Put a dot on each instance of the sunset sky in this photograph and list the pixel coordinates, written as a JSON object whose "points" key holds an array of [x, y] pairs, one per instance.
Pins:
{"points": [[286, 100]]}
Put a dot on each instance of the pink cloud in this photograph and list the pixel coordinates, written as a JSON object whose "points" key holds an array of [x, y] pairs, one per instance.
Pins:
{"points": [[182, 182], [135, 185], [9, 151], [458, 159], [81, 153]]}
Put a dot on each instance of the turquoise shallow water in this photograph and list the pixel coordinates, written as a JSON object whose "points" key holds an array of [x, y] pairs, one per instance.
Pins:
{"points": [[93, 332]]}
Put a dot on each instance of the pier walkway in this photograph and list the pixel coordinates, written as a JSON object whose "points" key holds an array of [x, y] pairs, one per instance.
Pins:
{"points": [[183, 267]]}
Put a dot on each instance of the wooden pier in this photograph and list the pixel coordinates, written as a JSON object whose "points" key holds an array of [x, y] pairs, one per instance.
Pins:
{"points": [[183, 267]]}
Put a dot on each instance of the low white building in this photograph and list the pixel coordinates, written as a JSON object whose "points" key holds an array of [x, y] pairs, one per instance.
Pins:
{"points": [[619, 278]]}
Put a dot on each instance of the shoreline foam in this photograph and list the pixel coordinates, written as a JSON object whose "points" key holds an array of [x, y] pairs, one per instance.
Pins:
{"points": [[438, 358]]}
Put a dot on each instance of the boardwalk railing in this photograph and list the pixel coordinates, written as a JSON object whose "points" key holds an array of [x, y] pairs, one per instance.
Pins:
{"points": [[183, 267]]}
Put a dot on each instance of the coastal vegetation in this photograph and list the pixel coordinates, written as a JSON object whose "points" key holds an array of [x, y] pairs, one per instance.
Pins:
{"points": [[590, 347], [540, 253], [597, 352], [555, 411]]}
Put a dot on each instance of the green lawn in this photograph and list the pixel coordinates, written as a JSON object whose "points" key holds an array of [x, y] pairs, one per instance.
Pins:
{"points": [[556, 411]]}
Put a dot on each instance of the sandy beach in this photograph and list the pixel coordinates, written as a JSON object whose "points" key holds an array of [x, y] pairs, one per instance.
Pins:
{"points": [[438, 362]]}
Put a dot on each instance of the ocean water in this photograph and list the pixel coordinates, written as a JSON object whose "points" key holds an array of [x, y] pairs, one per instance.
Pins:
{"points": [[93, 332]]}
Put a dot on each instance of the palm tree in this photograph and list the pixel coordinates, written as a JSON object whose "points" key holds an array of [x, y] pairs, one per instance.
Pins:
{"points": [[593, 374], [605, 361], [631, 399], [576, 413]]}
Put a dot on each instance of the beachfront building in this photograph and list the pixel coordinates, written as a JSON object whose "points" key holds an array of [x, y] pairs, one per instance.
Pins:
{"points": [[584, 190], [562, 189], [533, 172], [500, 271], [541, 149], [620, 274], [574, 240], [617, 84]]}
——————
> [What to work on]: Each line above that has "water" adds one to the count; say the final count with no other text.

> [Your response]: 2